> _TASK PROMPT_: Condense the paragraph of the Dec 21 entry below that begins "Lately I've been watching" into a shorter version, keeping its main facts.

> _SOURCE EXCERPT_:
Dec 21
More TV! I make popcorn. I’ll eat the whole bag myself. The room is dark except for the Christmas tree. I take off my watch and take my phone out of my pocket. I get my snacks, my drink, the TV remote, and I set up my things on a little blue foam block, a toy for the kids that at night gets used as an end table. I sit on the couch and lay out the blanket, turn on the TV. Soon the cat has jumped up and settles in. Ah.
Lately I’ve been watching the Netflix show The Last Kingdom, with which I’m so enamored I can hardly explain. I watch and imagine that I myself am the show’s hero Uhtred, that I was born in 9th century England before it was even England to Saxon parents in the north, at the great fortress of Bebbanburg, before the surrounding land was attacked by Danish invaders, before my father was killed, before I became a Danish slave. I am only twelve but one of the Danish leaders comes to like me, he admires my courage. Eventually I am adopted as his son and he raises me as his own. I have a warrior’s spirit, it turns out, and the Danes teach me to cultivate it.
I live like this until some years later all is lost again in blood feud. My adopted Danish father is killed by another warlord as revenge for having taken out that warlord’s eye, which was a punishment for his having attempted to rape my adopted Danish sister, who now has been kidnapped by the one-eyed offender, who returned after being banished for his crime, which he committed as a teenager — but now he’s older and he wants his revenge.
So I am left lordless again, and I flee with my friend and sometimes lover Brida, who like me was born a Saxon but was raised Dane. She feels she is really all Dane, and so when the world opens up and takes our family away from us, she goes to where she knows is home — with my other Danish sibling, my brother Young Ragnar, who will become a warlord himself.

> _RECORDS SHOWN_:
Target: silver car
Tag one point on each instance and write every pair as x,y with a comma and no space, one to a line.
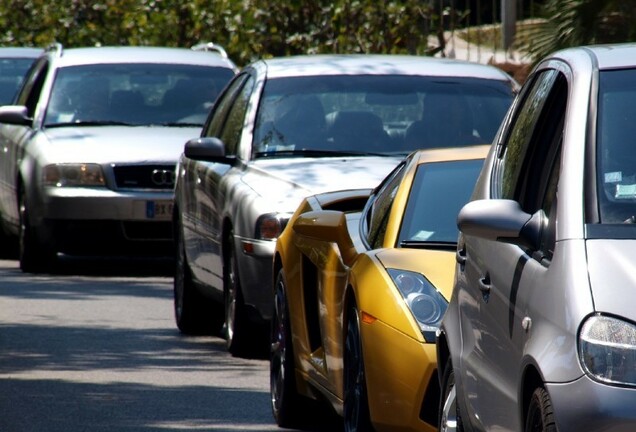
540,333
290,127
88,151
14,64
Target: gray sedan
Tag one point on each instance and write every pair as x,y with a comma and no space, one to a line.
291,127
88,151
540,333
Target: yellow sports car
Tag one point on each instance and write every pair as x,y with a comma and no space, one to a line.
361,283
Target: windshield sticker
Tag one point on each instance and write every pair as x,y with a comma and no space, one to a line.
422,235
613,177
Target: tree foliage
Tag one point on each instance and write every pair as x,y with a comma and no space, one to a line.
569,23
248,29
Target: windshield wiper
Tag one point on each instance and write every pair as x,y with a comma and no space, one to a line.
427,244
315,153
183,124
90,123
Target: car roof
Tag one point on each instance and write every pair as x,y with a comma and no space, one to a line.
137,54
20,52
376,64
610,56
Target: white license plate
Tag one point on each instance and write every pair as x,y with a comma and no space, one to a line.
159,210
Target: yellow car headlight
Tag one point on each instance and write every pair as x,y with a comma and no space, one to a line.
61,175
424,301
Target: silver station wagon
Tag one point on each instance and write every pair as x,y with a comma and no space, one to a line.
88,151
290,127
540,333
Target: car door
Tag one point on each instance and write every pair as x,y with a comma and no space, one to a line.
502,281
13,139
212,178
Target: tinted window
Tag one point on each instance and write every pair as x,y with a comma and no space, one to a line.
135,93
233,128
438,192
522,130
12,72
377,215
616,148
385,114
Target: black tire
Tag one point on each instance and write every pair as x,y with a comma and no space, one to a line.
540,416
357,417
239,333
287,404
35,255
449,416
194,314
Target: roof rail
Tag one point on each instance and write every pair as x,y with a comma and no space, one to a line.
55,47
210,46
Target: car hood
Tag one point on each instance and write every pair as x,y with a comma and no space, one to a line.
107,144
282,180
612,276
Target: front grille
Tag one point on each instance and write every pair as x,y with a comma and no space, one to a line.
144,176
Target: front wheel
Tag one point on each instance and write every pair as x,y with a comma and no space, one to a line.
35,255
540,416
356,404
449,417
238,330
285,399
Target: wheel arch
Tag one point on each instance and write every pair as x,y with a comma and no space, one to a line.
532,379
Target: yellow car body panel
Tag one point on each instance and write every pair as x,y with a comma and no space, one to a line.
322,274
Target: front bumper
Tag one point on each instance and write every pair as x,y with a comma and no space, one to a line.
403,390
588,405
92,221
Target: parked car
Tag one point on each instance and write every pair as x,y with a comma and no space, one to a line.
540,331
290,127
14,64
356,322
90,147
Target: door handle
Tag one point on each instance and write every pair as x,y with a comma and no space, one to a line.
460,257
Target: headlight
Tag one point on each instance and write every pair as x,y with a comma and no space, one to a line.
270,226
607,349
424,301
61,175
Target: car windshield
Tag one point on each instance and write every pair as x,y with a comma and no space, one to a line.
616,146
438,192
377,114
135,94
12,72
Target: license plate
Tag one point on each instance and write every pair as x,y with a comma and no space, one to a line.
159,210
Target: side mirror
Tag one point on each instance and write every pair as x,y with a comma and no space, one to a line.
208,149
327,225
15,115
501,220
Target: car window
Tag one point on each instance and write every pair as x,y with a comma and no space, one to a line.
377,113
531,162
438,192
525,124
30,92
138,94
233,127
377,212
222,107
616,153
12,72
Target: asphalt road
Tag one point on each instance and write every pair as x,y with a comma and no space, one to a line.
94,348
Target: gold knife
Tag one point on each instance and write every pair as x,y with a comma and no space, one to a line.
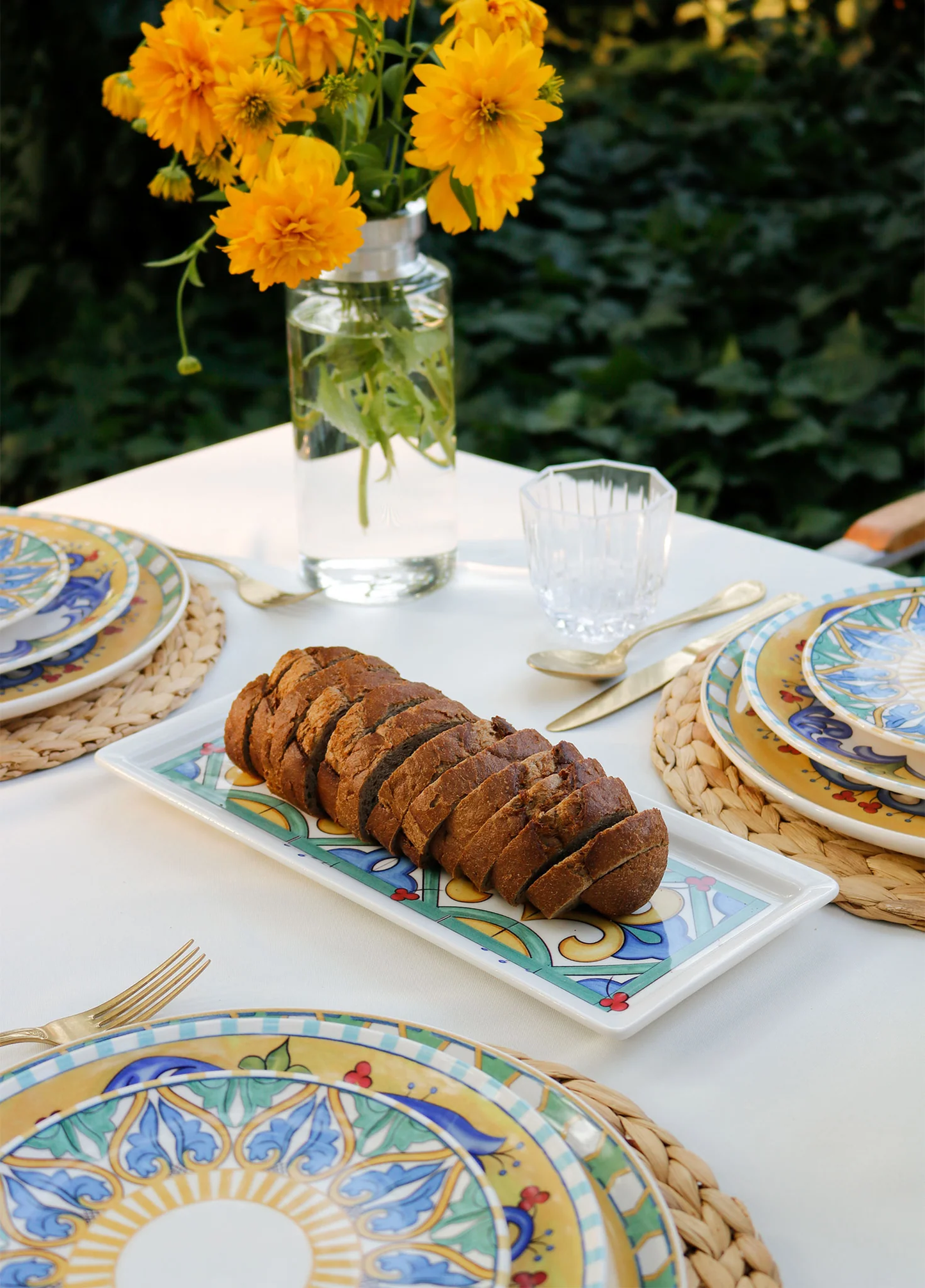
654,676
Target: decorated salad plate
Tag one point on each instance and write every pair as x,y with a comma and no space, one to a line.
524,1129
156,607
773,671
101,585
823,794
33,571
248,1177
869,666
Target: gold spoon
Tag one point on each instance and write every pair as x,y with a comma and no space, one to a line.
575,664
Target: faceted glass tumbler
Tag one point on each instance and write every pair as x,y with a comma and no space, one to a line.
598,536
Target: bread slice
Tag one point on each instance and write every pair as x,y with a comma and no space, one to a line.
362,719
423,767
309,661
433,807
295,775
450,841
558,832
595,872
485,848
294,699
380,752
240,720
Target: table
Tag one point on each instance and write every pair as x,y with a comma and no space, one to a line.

> _ANSWER TO THIS EXERCISE_: The writer is deeply taken with the Netflix series The Last Kingdom and imagines being its hero, Uhtred. In that fantasy, Uhtred is born to Saxon parents at the northern fortress of Bebbanburg in 9th-century England, before England existed. Danish invaders attack, his father is killed, and he becomes a Danish slave. At twelve, he wins the admiration of a Danish leader for his courage and is adopted and raised as that leader's son. The Danes help him develop his warrior's spirit.